● **DIRECTIONS FOR THIS TASK**:
There is a line containing "Practice. Point at the rear bumper" in the entries below. Repeat that line and every line after it exactly, and nothing more.

● **WORKING DATA**:
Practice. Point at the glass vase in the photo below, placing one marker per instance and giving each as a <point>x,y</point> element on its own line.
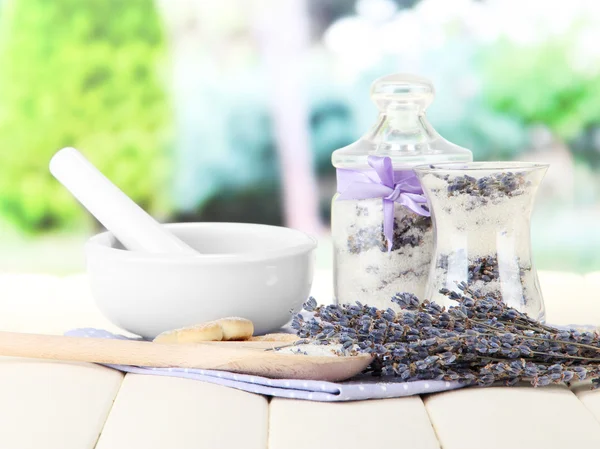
<point>481,215</point>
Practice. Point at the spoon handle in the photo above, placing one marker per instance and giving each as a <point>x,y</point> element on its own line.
<point>134,228</point>
<point>239,357</point>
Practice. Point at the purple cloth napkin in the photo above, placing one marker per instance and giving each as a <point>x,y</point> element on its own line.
<point>359,388</point>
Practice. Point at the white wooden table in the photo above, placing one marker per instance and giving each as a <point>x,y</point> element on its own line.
<point>80,406</point>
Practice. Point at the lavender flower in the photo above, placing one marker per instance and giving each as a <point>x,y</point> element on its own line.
<point>479,341</point>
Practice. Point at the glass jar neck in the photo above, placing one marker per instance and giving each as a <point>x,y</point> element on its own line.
<point>401,128</point>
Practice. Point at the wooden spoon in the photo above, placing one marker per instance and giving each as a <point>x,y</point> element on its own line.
<point>247,357</point>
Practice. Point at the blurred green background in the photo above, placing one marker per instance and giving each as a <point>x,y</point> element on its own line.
<point>229,110</point>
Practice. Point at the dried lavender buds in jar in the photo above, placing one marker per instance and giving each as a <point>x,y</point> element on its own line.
<point>382,233</point>
<point>481,213</point>
<point>365,270</point>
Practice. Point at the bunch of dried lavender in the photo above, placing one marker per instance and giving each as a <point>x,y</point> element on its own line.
<point>479,341</point>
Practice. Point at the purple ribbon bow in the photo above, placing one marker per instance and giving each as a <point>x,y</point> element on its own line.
<point>401,187</point>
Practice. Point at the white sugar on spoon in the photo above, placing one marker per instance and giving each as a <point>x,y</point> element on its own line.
<point>132,226</point>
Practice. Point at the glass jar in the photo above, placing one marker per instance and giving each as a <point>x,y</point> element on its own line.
<point>382,233</point>
<point>481,214</point>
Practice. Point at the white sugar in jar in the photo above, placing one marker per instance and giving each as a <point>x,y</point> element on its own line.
<point>381,229</point>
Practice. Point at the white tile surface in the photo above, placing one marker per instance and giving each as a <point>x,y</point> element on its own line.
<point>403,422</point>
<point>154,412</point>
<point>516,418</point>
<point>54,405</point>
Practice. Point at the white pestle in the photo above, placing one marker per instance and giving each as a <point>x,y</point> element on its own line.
<point>130,224</point>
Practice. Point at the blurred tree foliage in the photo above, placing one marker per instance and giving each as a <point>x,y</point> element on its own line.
<point>544,83</point>
<point>84,74</point>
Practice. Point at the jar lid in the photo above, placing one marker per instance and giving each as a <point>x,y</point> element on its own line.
<point>402,131</point>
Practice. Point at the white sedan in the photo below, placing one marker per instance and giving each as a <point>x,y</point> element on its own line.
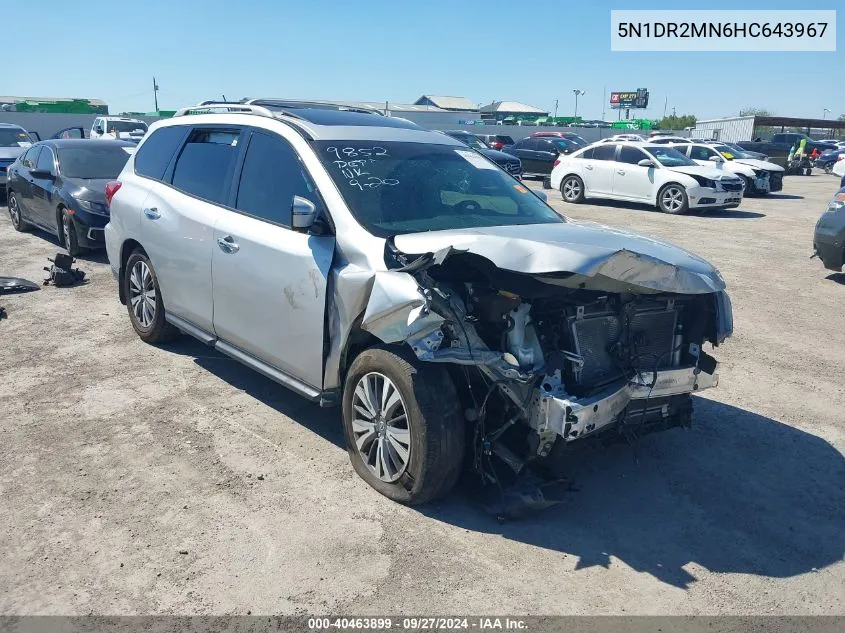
<point>644,172</point>
<point>759,176</point>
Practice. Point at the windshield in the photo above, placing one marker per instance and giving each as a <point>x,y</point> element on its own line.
<point>93,162</point>
<point>126,126</point>
<point>14,137</point>
<point>729,153</point>
<point>469,139</point>
<point>669,157</point>
<point>393,188</point>
<point>566,144</point>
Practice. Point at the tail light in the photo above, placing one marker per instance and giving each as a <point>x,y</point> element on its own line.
<point>112,188</point>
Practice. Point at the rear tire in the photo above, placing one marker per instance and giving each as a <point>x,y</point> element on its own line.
<point>143,300</point>
<point>408,444</point>
<point>572,189</point>
<point>673,199</point>
<point>15,213</point>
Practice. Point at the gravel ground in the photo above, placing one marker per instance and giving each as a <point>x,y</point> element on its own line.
<point>136,479</point>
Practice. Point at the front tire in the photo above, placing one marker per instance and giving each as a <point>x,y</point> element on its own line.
<point>71,243</point>
<point>673,199</point>
<point>143,300</point>
<point>404,433</point>
<point>15,213</point>
<point>572,189</point>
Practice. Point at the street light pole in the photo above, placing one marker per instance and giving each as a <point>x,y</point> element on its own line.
<point>578,93</point>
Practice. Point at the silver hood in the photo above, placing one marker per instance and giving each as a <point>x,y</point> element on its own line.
<point>577,255</point>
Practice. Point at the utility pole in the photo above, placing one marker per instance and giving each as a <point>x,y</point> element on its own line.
<point>578,93</point>
<point>603,101</point>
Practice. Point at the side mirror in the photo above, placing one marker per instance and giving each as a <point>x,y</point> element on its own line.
<point>303,213</point>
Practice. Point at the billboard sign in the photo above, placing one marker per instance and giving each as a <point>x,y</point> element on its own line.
<point>637,99</point>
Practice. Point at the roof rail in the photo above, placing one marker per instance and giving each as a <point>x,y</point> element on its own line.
<point>226,106</point>
<point>319,105</point>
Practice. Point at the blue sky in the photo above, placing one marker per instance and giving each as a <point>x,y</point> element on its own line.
<point>376,50</point>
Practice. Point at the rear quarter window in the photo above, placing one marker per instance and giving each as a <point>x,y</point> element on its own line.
<point>155,153</point>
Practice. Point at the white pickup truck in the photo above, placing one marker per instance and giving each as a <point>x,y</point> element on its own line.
<point>116,127</point>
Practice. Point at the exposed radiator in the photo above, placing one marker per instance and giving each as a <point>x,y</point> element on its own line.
<point>651,332</point>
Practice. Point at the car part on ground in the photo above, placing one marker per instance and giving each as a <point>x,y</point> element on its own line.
<point>60,272</point>
<point>450,312</point>
<point>10,285</point>
<point>829,236</point>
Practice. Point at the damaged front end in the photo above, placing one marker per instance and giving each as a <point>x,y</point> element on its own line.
<point>611,348</point>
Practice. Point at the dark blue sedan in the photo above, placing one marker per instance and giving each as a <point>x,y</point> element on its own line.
<point>60,186</point>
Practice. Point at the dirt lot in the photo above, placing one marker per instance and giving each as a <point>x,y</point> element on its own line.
<point>136,479</point>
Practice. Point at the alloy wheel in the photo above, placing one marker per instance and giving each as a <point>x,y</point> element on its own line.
<point>571,189</point>
<point>380,426</point>
<point>673,199</point>
<point>142,294</point>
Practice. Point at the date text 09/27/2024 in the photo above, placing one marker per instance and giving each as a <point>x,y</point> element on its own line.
<point>417,623</point>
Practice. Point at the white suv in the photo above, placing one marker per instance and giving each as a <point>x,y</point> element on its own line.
<point>644,172</point>
<point>365,262</point>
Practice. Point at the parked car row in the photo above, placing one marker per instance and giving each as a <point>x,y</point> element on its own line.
<point>655,174</point>
<point>394,272</point>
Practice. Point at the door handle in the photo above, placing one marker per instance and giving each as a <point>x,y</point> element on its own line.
<point>228,244</point>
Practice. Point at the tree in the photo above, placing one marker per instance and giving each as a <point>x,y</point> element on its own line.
<point>755,112</point>
<point>676,122</point>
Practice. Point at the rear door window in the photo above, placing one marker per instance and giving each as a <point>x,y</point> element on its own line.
<point>631,155</point>
<point>605,151</point>
<point>155,154</point>
<point>30,159</point>
<point>700,153</point>
<point>272,175</point>
<point>207,163</point>
<point>45,160</point>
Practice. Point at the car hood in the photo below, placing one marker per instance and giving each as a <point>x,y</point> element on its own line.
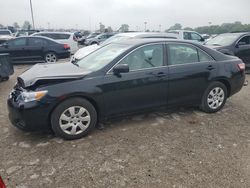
<point>85,51</point>
<point>7,37</point>
<point>52,71</point>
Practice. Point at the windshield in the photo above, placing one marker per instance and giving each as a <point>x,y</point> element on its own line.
<point>222,40</point>
<point>4,33</point>
<point>102,57</point>
<point>114,39</point>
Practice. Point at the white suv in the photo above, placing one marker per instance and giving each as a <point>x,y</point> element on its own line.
<point>62,37</point>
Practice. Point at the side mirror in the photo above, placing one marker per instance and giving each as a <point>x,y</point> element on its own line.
<point>202,39</point>
<point>241,43</point>
<point>120,68</point>
<point>5,45</point>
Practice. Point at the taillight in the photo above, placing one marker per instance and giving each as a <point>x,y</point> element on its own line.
<point>242,66</point>
<point>66,46</point>
<point>2,185</point>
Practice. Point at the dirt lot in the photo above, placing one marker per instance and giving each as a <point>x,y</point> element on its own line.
<point>171,148</point>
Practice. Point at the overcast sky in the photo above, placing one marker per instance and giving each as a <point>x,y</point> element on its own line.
<point>86,14</point>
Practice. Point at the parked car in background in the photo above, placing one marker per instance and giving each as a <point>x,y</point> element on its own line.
<point>82,52</point>
<point>122,77</point>
<point>98,39</point>
<point>5,35</point>
<point>188,35</point>
<point>62,37</point>
<point>88,37</point>
<point>23,33</point>
<point>35,49</point>
<point>237,44</point>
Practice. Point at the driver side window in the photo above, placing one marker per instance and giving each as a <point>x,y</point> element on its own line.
<point>244,41</point>
<point>145,57</point>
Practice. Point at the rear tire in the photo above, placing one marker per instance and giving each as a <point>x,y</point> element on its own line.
<point>214,97</point>
<point>73,118</point>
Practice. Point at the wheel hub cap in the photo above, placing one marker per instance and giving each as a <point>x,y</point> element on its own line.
<point>74,120</point>
<point>215,98</point>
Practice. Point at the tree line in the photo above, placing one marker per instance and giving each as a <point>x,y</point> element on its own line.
<point>210,29</point>
<point>215,29</point>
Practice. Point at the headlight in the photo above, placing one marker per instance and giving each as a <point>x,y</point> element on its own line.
<point>33,96</point>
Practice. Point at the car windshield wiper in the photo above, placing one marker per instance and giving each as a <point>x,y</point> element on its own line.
<point>75,63</point>
<point>216,44</point>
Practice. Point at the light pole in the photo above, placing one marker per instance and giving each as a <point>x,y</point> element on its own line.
<point>145,26</point>
<point>32,15</point>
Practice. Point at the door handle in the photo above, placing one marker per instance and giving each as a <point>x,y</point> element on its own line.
<point>160,74</point>
<point>210,67</point>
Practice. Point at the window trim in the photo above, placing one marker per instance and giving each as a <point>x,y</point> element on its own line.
<point>165,64</point>
<point>242,38</point>
<point>188,44</point>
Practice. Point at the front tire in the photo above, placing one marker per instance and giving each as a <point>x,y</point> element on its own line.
<point>214,97</point>
<point>73,118</point>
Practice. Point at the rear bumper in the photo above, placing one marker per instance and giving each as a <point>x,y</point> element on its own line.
<point>64,55</point>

● **SOLUTION FOR THIS PROBLEM**:
Practice. Point at the rear bumper in the photo above, placing one marker per instance and giving each as a <point>x,y</point> element on its own line.
<point>64,55</point>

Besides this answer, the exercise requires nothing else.